__Instructions for the task__: Recast the items from the line containing "Field-scouting request: tag every instance of the layered" through the end of the items as a Markdown table with the columns Row and Item line. Give each line its own numbered row and leave out blank lines.

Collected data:
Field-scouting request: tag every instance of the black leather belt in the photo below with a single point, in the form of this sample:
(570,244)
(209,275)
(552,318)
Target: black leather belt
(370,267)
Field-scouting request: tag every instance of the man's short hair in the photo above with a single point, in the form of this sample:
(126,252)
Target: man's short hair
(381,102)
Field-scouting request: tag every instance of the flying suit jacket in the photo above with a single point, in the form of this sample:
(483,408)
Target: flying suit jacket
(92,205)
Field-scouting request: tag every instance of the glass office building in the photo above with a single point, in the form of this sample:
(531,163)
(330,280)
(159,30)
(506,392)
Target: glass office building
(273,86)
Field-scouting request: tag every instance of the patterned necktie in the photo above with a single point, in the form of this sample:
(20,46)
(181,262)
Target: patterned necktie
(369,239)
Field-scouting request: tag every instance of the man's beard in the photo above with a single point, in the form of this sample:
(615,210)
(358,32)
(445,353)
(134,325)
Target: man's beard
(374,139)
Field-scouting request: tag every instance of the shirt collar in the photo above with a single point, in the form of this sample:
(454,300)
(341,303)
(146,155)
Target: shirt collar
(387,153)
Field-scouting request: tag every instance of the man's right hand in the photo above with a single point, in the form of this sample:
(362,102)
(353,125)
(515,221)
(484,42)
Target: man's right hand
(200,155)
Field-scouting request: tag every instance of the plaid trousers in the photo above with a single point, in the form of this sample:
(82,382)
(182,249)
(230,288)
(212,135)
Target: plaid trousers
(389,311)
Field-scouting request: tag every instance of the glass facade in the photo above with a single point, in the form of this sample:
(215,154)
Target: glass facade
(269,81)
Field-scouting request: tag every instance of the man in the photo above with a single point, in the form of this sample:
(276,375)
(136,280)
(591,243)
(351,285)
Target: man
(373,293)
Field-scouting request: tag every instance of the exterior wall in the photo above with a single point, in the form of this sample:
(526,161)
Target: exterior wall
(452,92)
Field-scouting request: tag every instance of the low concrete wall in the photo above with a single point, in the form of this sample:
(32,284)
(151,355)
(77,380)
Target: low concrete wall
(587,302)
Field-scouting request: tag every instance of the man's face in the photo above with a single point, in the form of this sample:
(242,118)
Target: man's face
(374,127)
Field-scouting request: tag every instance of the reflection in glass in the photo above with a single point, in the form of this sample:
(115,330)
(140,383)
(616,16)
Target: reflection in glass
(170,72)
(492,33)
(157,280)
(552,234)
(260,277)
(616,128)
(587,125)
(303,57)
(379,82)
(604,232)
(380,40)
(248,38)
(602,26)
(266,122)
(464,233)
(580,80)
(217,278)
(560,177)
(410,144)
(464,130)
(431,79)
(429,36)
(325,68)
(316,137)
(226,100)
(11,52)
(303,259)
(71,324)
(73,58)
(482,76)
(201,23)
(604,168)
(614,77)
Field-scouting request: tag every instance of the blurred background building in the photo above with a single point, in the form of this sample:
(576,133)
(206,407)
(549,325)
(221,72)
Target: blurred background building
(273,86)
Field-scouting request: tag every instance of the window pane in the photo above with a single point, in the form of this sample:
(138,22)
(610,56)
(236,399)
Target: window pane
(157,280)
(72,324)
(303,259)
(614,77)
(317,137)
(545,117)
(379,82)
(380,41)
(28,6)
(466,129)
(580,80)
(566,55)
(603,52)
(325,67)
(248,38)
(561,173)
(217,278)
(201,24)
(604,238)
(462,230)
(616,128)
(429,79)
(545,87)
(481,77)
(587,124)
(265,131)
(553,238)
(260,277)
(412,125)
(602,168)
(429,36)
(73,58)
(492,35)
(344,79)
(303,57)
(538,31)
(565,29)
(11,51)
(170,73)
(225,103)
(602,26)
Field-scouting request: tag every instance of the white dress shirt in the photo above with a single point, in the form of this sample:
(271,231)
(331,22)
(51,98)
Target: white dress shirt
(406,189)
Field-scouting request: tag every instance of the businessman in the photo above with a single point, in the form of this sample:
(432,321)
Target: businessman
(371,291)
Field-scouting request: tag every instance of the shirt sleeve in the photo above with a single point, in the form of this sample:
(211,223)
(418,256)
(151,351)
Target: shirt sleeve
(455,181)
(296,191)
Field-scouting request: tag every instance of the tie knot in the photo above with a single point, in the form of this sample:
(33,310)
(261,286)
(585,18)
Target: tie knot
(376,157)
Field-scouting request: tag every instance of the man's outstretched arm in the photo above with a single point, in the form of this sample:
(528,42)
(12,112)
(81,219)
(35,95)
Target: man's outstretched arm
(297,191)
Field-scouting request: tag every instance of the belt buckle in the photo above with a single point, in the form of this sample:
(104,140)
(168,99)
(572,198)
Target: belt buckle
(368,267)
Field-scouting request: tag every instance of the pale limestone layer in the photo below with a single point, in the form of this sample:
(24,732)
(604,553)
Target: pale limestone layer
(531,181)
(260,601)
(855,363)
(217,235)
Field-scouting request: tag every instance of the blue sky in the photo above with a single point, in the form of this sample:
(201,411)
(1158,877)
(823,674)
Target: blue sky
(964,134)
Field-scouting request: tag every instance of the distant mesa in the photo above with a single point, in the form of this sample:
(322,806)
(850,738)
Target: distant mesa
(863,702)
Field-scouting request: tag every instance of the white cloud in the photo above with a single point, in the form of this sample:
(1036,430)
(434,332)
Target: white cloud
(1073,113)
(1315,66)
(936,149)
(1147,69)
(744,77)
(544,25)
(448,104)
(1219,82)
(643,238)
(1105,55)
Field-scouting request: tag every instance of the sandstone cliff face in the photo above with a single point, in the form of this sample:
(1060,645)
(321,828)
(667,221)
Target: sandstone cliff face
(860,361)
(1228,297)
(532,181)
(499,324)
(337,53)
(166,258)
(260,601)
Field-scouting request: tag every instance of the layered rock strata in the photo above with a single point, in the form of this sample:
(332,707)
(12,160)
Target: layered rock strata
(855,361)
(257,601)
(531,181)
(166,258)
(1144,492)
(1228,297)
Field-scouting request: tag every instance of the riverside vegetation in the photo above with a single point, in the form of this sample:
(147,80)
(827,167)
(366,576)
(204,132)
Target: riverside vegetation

__Exercise output__:
| Row | Item line |
|---|---|
| 1 | Field-scouting request: tag every instance of the layered rock strata in the photo above with a single point, in the form of this sample: |
| 2 | (332,707) |
| 3 | (12,160) |
| 4 | Target: layered rock strata |
| 5 | (855,361) |
| 6 | (257,601) |
| 7 | (531,181) |
| 8 | (166,258) |
| 9 | (1144,492) |
| 10 | (1228,297) |
| 11 | Field-scouting request: tag every instance of the riverside vegetation in the photo above with a single point, in the form of this sample: |
| 12 | (147,80) |
| 13 | (827,167) |
| 14 | (366,576) |
| 15 | (204,132) |
| 16 | Target: riverside vegetation |